**Fragmento del documento:**
* * * * * * * * *
A fines del año pasado y principios de éste (apenas el 5 de enero) tuve la oportunidad de fungir (pucha, qué palabra tan pinchurrienta) como presentador de libros. El primero fue un libro del poeta Óscar Wong y el segundo un libro de la poeta Marvey Altuzar (¡entre poetas te veas!). Te paso copia del textillo que leí la tarde en que se presentó el libro de Marvey, comiteca que nació en un rancho maravilloso de la zona de La Trinitaria y que, actualmente, radica en la tormentosa y maravillosa Ciudad de México. Acá va el textillo:
¿Cómo se llama el libro que hoy presentamos? Se llama “Confesión de orfandad”. Hay una persona que reconoce una ausencia y que, como dicta el manual de sobrevivencia, debe trascender su duelo y aceptar el vacío. ¿Con qué se llena el hueco? Tal vez nunca se llena y esto es bueno, porque, a final de cuentas, las grietas que deja la vida permiten que se vea a través de ellas y, ¡prodigio!, permiten que la luz, esa luz tan deseada, se filtre a través de sus columnas vertebrales todas chuecas. Porque quien se confiesa huérfano reconoce que el porvenir ya siempre será como una torre de Pisa.
La grieta mayor en este libro de Marvey es la búsqueda del sucedáneo de la ausencia. Una tarde, la poeta pensó cómo llenar el vacío y supo que la argamasa para hacerlo tenía que ser la mezcla exacta entre la materia prima fundamental, ¡la palabra!, y algo que fuera como la caricia de la divinidad. ¿Dónde hallarla? ¿En los terrenos de la mística, donde las monjas sublimes tratan de llenar sus huecos espirituales? ¡No! Marvey, es terrenal, es mujer, antes que espíritu. Por ello, la poesía de Marvey, desde siempre, es una poesía que linda en los terrenos de lo erótico. Su siembra es en la tierra del hombre, en el cuerpo que, como desierto, está ávido de su agua.
* * * * * * * * *
Filas de un conjunto de datos:
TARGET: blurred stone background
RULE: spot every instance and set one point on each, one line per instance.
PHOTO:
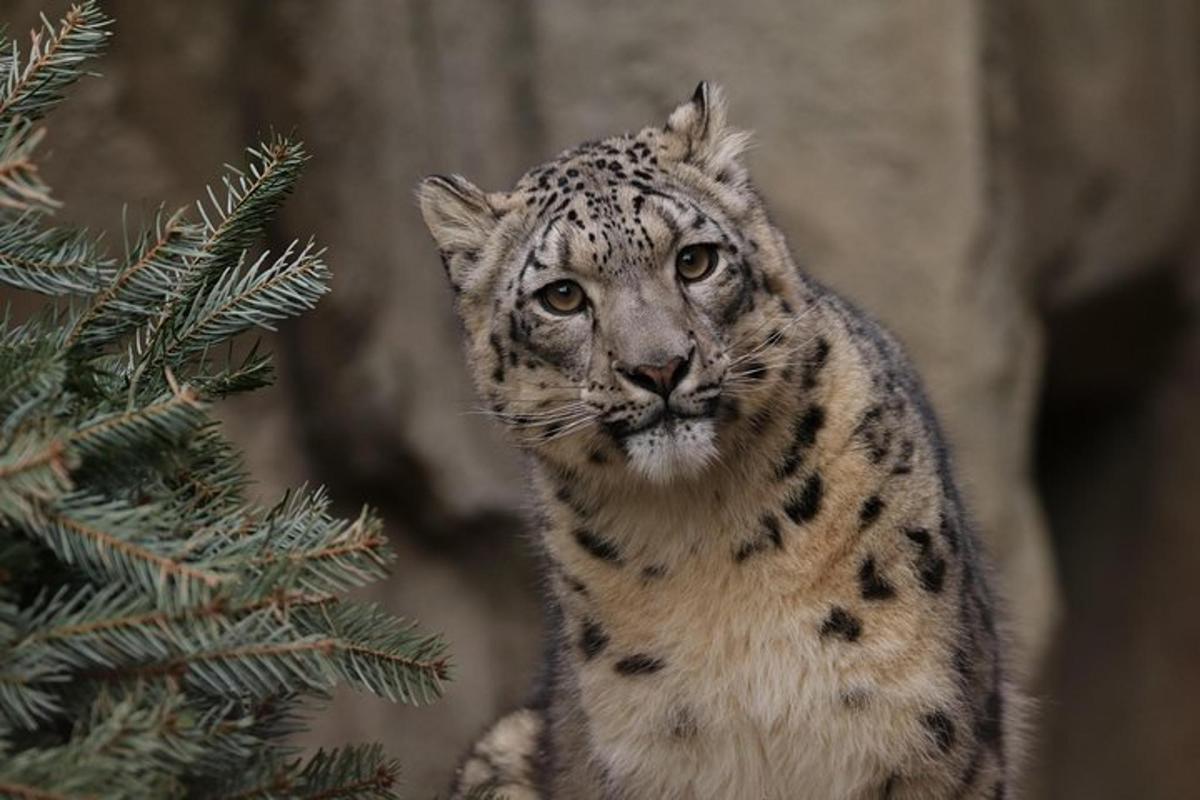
(1012, 185)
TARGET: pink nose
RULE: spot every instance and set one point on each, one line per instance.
(660, 379)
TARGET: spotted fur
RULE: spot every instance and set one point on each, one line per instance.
(761, 578)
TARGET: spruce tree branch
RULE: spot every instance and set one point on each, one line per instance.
(21, 184)
(162, 280)
(34, 793)
(51, 262)
(217, 608)
(99, 546)
(55, 58)
(52, 456)
(157, 422)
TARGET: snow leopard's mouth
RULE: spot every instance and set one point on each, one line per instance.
(666, 419)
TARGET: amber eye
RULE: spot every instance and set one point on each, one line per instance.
(563, 298)
(696, 262)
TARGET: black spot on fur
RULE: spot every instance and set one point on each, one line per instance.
(941, 728)
(855, 699)
(755, 371)
(875, 434)
(769, 535)
(803, 437)
(871, 583)
(805, 503)
(592, 639)
(843, 625)
(761, 419)
(598, 546)
(933, 576)
(815, 364)
(870, 511)
(949, 533)
(683, 723)
(989, 726)
(903, 464)
(639, 665)
(809, 426)
(654, 571)
(930, 566)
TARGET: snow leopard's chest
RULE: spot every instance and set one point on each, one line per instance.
(724, 686)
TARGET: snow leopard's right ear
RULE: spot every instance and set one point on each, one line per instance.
(461, 217)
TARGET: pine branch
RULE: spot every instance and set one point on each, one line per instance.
(112, 540)
(153, 276)
(360, 771)
(301, 547)
(54, 61)
(33, 370)
(22, 188)
(161, 423)
(126, 749)
(52, 262)
(377, 651)
(245, 298)
(255, 371)
(34, 469)
(255, 656)
(251, 198)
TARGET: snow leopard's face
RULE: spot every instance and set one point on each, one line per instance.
(616, 302)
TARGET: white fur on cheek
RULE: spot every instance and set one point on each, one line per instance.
(678, 449)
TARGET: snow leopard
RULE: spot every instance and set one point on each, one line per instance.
(761, 581)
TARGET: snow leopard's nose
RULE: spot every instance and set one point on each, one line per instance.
(660, 379)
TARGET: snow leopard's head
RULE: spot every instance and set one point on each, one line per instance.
(627, 306)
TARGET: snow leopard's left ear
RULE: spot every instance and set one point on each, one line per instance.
(696, 133)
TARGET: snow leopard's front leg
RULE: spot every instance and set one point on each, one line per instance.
(503, 764)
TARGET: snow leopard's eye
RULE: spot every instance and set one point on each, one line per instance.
(563, 298)
(696, 262)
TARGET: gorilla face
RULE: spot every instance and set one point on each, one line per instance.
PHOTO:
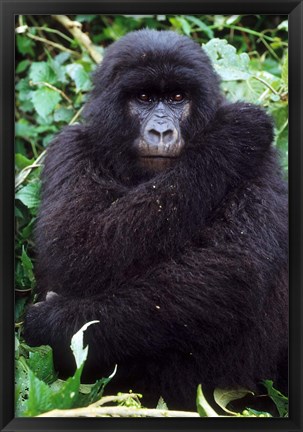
* * * * * * * * *
**Las tareas:**
1 – Según el fragmento, ¿qué título tiene el libro de Marvey Altuzar que se presentó?
2 – Extrae del fragmento, sin modificar nada, el tramo que va desde "La grieta mayor" hasta "de su agua.".
Los registros son un material independiente del fragmento.

**Respuestas dadas:**
1 – El libro se titula “Confesión de orfandad”.

2 –
La grieta mayor en este libro de Marvey es la búsqueda del sucedáneo de la ausencia. Una tarde, la poeta pensó cómo llenar el vacío y supo que la argamasa para hacerlo tenía que ser la mezcla exacta entre la materia prima fundamental, ¡la palabra!, y algo que fuera como la caricia de la divinidad. ¿Dónde hallarla? ¿En los terrenos de la mística, donde las monjas sublimes tratan de llenar sus huecos espirituales? ¡No! Marvey, es terrenal, es mujer, antes que espíritu. Por ello, la poesía de Marvey, desde siempre, es una poesía que linda en los terrenos de lo erótico. Su siembra es en la tierra del hombre, en el cuerpo que, como desierto, está ávido de su agua.